After locating the line that contains "Target: sunlit water surface" in the data below, set down exactly that line and each one after it through the line that contains "of the blue", and nothing more.

--- Data under study Enclosed Below ---

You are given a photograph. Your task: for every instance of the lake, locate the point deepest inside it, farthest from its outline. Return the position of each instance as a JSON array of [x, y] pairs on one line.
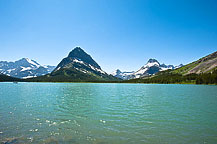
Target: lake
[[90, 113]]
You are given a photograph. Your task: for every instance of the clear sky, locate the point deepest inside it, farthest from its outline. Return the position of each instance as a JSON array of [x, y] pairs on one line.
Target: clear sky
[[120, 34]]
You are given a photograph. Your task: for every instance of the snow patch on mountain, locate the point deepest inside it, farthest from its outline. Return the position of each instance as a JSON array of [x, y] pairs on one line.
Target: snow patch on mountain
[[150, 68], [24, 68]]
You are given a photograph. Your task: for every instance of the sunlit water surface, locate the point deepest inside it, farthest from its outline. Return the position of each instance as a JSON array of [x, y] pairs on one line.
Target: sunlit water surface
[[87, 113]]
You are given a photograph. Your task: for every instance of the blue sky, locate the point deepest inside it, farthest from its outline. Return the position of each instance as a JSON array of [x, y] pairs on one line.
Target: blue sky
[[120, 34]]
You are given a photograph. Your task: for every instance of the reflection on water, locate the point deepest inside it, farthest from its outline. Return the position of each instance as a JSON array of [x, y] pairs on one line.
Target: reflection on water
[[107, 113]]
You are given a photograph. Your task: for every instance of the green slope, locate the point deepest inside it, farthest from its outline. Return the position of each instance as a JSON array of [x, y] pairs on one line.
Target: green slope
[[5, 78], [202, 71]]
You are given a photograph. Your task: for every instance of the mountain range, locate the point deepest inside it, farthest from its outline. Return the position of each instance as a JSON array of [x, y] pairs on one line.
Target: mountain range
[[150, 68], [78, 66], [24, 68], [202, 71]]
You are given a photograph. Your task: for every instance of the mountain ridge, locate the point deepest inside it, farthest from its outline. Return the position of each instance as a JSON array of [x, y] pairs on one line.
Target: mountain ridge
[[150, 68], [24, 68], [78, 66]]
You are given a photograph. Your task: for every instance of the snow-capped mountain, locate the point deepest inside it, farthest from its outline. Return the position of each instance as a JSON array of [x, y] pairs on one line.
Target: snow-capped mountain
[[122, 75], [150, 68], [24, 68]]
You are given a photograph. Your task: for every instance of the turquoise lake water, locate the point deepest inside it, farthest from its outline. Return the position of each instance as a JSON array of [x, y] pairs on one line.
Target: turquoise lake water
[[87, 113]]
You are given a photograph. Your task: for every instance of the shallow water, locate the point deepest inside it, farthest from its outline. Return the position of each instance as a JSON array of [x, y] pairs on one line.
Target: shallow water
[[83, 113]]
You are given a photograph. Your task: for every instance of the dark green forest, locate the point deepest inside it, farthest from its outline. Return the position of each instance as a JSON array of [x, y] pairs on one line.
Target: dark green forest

--- End of Enclosed Data under study ---
--- Data under study Enclosed Below ---

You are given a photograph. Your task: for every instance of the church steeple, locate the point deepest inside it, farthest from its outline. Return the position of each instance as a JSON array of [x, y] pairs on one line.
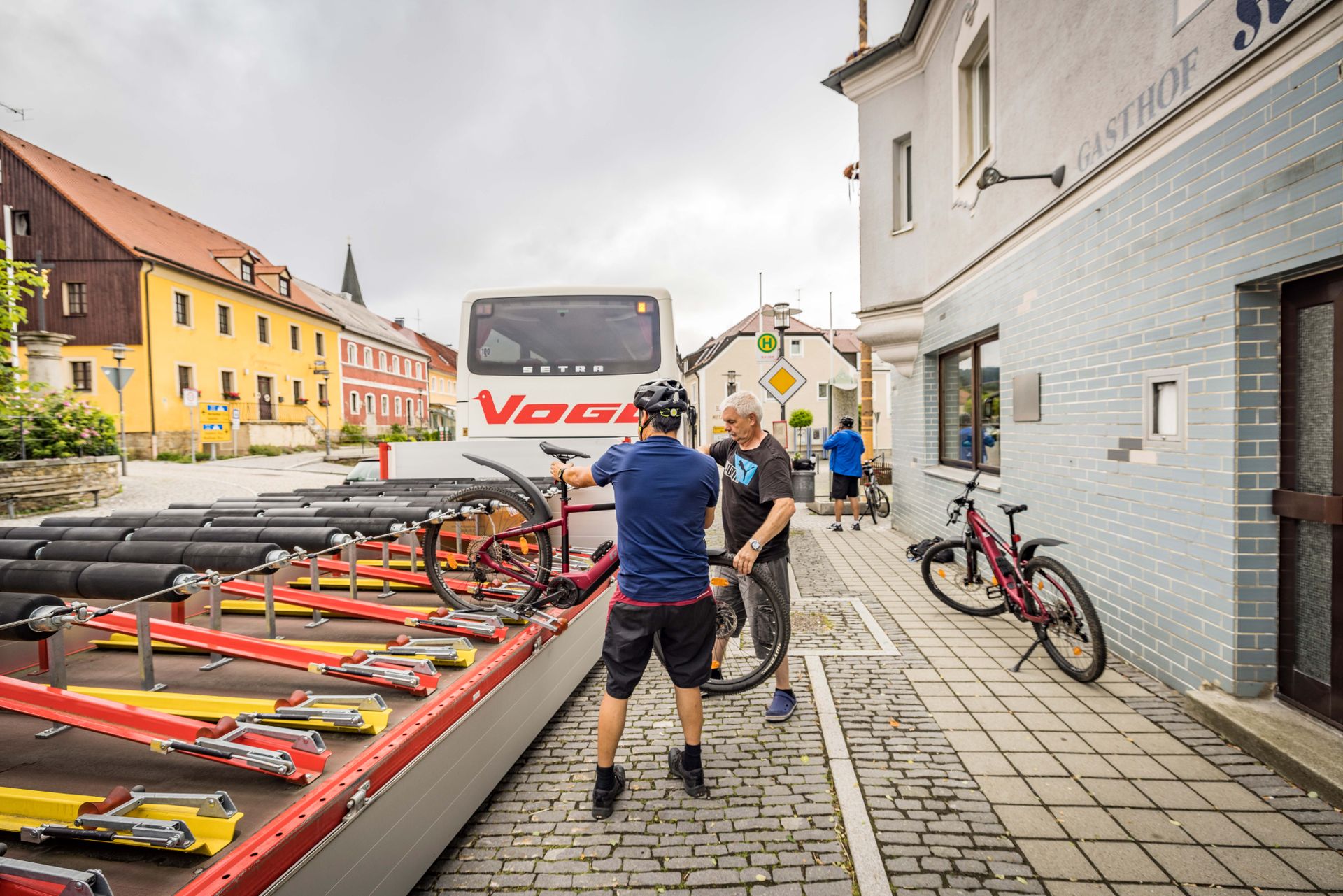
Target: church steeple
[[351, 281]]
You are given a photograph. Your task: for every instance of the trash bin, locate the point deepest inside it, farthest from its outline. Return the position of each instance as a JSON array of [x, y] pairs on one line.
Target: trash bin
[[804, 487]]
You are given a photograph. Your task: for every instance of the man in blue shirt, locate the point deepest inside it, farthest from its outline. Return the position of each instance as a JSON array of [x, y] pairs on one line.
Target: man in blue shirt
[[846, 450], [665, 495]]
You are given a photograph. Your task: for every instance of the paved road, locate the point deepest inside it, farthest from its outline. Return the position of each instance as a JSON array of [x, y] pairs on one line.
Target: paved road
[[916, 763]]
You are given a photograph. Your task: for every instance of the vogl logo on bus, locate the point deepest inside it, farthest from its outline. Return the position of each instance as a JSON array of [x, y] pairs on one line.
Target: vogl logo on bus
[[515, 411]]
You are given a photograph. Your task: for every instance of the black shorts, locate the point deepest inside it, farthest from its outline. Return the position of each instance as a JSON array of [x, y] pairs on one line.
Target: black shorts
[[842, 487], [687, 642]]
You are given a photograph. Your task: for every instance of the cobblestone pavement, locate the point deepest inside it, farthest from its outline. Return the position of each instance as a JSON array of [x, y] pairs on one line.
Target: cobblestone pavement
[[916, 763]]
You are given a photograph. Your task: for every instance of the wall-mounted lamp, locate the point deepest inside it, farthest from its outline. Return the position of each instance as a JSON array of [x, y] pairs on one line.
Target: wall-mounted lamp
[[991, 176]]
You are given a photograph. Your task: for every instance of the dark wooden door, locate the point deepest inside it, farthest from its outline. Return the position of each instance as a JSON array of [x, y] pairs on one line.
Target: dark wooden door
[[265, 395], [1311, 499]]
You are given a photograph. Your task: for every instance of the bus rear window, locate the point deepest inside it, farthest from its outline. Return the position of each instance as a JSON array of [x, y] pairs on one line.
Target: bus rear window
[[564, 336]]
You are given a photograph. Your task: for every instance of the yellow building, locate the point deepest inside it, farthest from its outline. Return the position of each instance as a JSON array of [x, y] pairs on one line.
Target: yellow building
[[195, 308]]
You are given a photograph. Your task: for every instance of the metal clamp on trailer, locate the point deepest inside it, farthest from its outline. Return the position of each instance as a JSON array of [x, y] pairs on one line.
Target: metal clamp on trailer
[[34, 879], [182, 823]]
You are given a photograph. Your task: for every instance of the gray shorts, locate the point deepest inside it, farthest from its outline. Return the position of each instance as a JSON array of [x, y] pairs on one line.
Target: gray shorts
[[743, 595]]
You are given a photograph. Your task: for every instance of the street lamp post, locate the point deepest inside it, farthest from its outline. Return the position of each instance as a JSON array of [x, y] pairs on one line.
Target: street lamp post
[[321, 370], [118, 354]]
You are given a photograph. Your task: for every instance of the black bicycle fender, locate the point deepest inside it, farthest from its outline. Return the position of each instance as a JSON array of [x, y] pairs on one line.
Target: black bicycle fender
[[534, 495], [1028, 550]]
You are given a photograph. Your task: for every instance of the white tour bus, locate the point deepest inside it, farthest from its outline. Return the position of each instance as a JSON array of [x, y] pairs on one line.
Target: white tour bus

--- End of Enclosed Data under study ---

Result for this exercise:
Target: sunlit water surface
[[87, 113]]
You are given a photograph. Your task: for every instance of the blue sky, locate the point deepest inside it, farthest from its outline. Return the position of each instance as a JSON array of [x, y] pairs on one line.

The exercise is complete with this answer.